*** Supplied material
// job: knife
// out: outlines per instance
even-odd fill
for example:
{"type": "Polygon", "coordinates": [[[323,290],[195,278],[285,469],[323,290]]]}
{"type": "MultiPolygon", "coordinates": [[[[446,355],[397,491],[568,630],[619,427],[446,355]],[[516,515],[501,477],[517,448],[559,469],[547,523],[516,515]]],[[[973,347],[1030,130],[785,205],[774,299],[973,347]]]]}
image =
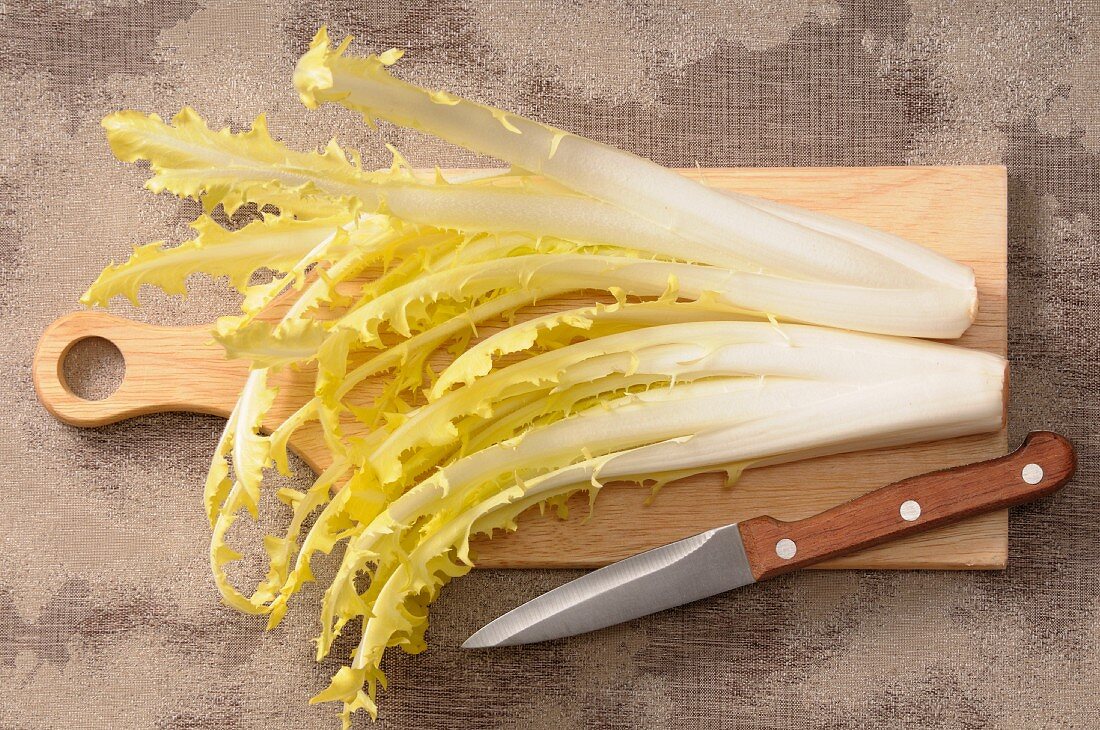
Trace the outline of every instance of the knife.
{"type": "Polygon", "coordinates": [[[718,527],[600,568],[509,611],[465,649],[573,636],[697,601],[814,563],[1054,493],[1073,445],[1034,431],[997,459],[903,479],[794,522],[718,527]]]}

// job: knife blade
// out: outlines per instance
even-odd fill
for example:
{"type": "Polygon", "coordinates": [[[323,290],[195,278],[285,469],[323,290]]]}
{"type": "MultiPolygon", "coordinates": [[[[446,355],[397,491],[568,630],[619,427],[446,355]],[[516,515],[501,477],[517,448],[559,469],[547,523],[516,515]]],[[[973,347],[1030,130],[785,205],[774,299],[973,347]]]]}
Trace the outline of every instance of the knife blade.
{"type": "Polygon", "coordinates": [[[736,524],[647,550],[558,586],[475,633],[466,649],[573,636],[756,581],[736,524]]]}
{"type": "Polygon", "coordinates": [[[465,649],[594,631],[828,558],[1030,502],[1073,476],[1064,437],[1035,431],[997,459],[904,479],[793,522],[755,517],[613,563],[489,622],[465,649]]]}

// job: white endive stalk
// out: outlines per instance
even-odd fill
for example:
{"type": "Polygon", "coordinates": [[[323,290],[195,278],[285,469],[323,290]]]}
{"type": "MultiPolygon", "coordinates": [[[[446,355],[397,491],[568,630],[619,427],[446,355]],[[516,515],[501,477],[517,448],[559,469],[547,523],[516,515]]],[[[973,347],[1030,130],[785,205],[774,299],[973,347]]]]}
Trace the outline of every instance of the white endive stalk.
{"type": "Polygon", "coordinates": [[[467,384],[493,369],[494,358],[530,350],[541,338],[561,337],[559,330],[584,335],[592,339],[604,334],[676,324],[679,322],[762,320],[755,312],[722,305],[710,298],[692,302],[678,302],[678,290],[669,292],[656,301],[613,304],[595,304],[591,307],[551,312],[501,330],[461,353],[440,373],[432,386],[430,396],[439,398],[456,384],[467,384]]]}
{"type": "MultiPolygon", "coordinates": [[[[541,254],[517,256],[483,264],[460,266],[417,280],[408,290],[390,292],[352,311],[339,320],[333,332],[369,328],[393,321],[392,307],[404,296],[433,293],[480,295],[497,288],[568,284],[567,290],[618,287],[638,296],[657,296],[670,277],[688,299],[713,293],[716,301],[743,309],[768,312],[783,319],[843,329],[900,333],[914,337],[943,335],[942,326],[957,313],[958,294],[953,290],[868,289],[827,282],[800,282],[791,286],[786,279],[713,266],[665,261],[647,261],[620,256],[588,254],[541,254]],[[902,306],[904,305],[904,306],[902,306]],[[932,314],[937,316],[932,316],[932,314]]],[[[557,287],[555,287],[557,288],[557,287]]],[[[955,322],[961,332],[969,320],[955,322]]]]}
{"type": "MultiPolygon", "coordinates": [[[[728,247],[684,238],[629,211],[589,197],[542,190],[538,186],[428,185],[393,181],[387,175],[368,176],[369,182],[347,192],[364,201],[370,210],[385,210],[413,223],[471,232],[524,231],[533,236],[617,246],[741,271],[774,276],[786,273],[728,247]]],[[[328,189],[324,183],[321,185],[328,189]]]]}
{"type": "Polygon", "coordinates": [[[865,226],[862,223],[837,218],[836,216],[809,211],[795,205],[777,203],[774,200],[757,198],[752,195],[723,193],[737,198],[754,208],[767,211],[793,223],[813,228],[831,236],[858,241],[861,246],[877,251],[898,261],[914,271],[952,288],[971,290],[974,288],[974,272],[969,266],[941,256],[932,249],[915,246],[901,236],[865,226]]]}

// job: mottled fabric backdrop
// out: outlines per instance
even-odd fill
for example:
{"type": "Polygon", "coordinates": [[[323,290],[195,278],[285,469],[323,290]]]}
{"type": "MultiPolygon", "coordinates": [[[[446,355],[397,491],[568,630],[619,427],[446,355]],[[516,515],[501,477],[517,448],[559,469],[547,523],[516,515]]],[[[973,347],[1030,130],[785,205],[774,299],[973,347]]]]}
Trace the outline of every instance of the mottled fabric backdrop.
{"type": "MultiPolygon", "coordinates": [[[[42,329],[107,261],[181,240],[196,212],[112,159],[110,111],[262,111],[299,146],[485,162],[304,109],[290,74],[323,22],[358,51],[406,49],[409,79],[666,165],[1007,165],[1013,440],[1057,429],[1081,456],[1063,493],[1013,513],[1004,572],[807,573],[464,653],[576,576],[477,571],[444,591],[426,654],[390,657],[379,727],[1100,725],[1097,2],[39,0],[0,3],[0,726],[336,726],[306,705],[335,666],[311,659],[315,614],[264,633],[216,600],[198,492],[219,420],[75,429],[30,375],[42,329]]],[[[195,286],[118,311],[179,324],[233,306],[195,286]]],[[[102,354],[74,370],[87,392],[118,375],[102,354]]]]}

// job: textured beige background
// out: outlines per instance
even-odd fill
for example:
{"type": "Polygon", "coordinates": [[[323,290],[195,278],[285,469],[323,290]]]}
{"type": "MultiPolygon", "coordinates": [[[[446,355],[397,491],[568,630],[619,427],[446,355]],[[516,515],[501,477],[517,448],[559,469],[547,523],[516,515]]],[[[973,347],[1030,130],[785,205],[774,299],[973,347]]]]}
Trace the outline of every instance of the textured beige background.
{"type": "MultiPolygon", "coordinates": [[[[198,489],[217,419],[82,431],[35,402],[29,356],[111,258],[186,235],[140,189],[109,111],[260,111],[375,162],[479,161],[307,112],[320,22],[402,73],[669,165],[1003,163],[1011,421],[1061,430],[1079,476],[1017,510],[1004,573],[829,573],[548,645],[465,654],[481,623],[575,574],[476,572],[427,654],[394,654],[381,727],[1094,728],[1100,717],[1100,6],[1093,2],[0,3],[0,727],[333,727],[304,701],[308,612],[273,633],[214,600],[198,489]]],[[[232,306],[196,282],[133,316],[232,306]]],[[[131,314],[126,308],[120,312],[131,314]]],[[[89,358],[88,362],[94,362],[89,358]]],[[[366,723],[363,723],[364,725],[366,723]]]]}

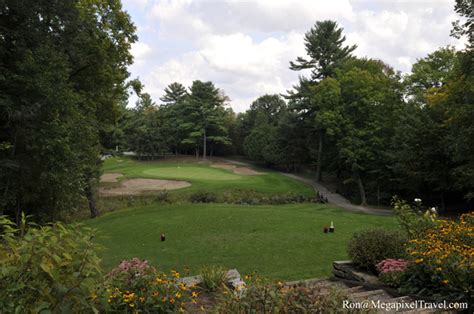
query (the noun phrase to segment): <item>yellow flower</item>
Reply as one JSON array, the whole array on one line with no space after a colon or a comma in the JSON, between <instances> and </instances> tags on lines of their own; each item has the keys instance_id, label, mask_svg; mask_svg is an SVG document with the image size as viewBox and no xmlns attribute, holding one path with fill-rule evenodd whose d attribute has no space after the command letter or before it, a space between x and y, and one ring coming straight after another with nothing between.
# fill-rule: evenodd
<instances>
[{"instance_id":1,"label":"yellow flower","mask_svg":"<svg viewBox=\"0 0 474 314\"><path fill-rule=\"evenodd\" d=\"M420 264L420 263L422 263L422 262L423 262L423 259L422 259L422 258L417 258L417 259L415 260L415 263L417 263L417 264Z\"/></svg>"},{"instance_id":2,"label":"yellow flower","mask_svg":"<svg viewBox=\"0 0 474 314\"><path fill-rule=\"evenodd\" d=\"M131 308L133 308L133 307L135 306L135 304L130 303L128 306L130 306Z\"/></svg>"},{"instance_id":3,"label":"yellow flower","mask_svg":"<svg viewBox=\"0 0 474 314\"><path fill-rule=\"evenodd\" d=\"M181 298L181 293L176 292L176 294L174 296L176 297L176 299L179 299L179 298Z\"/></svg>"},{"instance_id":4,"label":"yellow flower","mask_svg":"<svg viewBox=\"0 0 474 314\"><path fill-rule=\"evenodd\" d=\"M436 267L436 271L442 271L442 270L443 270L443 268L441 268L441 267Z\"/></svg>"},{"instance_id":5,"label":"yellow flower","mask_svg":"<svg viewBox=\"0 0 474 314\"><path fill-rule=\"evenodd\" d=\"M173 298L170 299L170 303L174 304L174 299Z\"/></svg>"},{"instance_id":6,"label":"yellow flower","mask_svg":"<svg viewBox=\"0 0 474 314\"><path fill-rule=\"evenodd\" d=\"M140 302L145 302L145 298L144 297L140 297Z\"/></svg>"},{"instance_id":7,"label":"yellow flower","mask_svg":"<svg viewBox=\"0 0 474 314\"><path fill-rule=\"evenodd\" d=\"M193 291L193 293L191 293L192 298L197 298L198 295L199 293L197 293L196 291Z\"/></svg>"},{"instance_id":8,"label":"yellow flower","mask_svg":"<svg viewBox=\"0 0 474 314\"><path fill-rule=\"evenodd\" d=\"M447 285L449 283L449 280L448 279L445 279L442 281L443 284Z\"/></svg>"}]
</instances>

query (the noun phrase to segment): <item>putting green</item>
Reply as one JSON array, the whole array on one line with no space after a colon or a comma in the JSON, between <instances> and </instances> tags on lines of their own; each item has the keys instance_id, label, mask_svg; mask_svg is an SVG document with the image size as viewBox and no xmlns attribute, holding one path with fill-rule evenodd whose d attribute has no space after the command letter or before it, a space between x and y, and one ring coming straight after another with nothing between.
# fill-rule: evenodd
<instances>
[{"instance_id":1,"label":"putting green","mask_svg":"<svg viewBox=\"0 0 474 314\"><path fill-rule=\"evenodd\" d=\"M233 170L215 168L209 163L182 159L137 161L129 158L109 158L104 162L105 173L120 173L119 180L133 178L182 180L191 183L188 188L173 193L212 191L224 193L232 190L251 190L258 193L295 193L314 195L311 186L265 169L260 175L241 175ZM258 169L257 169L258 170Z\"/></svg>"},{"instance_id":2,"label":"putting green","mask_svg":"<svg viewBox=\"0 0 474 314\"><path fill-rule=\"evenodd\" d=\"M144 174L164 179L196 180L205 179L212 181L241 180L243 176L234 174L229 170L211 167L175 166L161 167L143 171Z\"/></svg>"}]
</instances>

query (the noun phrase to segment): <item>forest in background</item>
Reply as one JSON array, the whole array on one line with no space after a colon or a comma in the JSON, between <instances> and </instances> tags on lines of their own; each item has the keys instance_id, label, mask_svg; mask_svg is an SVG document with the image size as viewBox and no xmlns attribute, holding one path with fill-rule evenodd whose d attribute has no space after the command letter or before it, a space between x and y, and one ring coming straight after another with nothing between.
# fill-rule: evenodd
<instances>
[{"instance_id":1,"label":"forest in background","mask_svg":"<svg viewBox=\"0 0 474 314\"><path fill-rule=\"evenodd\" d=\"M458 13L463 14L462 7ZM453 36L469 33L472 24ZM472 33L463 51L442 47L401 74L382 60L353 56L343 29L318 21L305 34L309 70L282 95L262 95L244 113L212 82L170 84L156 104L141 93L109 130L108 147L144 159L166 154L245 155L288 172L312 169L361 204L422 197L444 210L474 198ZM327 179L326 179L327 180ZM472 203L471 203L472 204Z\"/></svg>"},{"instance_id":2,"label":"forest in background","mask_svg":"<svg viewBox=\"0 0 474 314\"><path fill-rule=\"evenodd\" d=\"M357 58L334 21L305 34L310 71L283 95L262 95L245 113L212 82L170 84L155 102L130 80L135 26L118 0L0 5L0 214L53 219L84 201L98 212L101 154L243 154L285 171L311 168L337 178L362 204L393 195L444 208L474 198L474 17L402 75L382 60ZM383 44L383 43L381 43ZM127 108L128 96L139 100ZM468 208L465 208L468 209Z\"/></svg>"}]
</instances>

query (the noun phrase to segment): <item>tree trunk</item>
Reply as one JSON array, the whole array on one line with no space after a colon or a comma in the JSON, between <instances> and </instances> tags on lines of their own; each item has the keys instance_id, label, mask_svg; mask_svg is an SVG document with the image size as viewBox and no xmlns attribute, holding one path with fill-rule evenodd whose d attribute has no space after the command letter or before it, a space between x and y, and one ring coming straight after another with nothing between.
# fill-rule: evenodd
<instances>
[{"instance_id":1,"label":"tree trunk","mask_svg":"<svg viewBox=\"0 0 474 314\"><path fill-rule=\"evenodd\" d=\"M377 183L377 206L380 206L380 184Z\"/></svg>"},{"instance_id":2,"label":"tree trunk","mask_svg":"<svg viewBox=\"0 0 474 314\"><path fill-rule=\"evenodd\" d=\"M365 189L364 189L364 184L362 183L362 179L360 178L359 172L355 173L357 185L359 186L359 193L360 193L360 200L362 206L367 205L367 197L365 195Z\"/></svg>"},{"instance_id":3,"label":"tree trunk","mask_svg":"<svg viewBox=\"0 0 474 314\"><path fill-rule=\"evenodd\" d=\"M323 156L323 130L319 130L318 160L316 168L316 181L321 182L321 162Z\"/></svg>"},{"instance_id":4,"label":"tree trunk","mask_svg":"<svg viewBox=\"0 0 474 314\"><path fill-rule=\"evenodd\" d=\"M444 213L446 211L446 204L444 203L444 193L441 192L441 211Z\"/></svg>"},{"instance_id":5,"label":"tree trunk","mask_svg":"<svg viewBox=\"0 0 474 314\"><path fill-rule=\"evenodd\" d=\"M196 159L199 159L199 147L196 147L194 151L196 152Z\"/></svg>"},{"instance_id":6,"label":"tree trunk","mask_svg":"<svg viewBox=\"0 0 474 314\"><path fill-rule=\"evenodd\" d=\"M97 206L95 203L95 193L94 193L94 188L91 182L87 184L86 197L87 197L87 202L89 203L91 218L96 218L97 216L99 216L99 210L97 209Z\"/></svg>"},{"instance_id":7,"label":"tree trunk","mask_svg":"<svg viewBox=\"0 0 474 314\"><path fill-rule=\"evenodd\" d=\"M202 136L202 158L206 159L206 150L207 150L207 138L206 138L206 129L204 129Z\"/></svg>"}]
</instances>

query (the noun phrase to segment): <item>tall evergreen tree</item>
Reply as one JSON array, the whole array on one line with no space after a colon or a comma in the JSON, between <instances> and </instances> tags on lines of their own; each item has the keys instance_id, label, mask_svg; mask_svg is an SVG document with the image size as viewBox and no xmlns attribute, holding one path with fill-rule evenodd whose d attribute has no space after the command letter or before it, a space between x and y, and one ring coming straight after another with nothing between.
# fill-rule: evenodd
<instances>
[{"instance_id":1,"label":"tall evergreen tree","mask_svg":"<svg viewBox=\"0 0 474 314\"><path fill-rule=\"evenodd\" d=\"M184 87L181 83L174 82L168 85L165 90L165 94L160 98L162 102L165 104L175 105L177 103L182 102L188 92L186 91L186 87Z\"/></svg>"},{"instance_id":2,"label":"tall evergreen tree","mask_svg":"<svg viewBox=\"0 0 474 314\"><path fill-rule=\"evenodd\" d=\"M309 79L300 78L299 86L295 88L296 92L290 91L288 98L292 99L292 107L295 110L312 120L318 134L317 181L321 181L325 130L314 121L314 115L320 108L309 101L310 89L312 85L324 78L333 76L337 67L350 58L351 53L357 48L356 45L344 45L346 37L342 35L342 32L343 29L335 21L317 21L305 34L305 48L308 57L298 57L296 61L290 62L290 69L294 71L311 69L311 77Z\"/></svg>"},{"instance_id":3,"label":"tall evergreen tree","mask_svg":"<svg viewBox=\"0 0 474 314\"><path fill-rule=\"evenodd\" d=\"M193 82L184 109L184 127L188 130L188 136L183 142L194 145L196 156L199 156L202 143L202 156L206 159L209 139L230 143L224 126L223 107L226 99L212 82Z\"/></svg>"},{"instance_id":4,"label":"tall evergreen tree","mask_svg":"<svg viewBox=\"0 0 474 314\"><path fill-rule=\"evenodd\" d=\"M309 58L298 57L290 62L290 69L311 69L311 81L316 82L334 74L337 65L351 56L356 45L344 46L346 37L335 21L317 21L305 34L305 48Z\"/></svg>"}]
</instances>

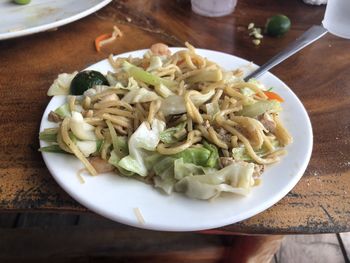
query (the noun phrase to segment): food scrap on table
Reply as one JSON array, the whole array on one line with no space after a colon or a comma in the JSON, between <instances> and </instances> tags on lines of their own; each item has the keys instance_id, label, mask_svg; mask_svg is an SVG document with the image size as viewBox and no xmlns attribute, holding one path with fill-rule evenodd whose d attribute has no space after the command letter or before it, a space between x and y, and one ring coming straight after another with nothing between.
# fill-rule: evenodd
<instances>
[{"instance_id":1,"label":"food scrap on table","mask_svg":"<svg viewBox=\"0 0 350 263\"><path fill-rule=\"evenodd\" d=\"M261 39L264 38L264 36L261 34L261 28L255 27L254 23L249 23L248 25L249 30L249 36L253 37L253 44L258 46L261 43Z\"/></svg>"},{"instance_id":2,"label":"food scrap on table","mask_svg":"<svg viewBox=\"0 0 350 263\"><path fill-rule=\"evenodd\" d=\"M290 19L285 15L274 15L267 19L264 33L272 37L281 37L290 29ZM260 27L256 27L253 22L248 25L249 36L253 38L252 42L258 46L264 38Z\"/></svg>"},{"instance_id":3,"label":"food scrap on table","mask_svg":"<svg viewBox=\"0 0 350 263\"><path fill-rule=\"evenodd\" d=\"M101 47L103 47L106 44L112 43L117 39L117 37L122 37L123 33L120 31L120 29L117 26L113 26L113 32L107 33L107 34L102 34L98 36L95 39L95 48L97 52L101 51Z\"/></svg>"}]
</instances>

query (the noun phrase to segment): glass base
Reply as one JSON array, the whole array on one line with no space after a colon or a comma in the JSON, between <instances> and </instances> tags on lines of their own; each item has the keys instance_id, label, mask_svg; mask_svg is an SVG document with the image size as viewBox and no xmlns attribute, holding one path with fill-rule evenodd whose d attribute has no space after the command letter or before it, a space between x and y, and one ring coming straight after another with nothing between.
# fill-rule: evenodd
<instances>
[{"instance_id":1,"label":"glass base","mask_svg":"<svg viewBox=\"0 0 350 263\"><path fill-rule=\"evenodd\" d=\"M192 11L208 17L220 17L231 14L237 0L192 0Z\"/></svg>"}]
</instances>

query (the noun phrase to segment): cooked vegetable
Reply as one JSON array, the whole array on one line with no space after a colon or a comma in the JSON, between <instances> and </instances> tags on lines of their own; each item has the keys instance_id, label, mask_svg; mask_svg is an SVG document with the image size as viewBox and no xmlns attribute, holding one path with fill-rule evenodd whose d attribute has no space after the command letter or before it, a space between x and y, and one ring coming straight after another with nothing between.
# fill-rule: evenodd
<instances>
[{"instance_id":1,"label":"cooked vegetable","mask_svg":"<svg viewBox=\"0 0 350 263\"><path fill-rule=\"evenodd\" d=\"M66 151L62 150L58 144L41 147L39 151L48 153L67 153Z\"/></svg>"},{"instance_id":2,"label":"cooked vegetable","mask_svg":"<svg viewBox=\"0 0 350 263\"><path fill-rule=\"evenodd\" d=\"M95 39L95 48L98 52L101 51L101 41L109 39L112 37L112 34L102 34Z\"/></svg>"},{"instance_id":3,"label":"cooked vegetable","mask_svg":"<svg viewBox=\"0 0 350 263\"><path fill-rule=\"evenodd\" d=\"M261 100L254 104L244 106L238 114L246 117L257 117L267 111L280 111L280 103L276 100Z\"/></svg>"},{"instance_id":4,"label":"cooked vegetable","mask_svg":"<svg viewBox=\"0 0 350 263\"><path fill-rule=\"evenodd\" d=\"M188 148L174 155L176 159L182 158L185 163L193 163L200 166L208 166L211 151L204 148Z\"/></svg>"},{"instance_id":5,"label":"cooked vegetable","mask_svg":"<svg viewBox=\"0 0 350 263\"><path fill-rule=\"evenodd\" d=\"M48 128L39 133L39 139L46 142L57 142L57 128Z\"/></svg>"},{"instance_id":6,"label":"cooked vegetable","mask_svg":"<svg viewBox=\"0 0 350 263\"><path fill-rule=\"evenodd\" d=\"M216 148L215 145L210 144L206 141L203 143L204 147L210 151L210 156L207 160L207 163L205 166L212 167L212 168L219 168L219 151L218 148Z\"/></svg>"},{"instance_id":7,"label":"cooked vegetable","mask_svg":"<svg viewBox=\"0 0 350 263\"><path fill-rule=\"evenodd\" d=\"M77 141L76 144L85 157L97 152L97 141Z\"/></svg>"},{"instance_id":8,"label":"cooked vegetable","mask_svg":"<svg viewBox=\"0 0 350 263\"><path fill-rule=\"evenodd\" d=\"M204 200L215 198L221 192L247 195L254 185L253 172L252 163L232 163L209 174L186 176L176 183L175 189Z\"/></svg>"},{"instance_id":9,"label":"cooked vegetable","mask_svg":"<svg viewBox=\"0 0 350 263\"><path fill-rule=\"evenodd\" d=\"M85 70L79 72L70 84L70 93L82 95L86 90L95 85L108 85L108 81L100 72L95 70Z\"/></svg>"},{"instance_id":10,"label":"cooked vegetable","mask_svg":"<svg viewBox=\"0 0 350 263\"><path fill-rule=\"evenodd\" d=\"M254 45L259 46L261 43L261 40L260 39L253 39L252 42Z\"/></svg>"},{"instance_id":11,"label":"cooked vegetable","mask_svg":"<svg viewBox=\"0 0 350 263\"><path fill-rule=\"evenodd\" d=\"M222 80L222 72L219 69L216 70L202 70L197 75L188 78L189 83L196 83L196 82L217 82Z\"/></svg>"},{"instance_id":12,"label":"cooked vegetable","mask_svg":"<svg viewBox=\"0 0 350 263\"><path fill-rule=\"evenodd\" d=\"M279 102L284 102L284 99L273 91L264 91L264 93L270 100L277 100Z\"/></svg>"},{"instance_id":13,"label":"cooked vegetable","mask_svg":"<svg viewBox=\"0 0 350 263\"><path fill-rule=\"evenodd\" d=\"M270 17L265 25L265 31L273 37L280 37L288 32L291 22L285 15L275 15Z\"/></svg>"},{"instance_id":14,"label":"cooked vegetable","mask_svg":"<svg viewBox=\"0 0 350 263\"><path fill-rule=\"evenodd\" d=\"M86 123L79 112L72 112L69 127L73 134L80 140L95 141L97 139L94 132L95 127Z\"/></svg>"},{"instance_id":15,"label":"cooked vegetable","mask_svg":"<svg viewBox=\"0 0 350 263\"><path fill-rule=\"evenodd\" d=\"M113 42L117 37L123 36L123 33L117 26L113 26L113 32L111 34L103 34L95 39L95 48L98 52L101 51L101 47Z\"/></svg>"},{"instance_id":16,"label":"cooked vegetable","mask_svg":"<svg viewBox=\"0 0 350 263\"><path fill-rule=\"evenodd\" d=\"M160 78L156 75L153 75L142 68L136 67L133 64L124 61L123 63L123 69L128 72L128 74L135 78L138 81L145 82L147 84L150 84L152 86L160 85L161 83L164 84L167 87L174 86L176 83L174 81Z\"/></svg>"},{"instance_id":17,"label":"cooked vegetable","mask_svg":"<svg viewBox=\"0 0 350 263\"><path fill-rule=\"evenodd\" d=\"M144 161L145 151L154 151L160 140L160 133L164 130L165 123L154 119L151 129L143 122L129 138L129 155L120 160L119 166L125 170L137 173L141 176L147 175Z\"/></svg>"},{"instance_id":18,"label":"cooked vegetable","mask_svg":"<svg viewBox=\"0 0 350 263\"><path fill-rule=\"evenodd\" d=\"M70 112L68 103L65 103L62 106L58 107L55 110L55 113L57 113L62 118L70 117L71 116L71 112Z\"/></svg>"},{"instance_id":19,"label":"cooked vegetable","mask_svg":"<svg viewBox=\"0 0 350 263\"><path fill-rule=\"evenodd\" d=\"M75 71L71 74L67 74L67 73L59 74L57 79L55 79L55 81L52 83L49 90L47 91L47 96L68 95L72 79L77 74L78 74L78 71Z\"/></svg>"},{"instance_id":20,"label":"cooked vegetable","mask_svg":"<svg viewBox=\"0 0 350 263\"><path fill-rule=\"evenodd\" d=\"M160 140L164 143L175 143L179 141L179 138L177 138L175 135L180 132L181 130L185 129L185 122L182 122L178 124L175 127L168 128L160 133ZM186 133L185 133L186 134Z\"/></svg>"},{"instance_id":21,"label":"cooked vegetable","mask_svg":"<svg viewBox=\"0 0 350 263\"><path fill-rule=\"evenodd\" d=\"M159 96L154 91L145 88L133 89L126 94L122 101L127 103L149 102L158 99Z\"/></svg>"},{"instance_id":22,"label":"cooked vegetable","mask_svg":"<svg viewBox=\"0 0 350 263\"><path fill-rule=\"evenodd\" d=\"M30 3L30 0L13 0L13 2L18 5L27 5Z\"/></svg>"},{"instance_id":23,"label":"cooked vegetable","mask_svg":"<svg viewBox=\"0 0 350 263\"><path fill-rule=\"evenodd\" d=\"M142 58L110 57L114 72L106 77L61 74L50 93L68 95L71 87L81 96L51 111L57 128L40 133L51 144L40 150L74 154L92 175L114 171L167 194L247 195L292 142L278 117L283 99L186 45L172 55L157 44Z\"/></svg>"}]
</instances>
******
**Activity:** Within the data above, find the lines that contain the word "noun" and copy each of them.

**Solution to this task:**
query (the noun phrase to segment): <item>yellow flower</item>
query (the noun phrase to segment): <item>putting green</item>
query (the noun phrase to segment): <item>forest in background</item>
query (the noun phrase to segment): <item>tree trunk</item>
query (the noun phrase to segment): <item>tall evergreen tree</item>
query (the noun phrase to segment): food scrap on table
query (the noun phrase to segment): glass base
query (the noun phrase to segment): cooked vegetable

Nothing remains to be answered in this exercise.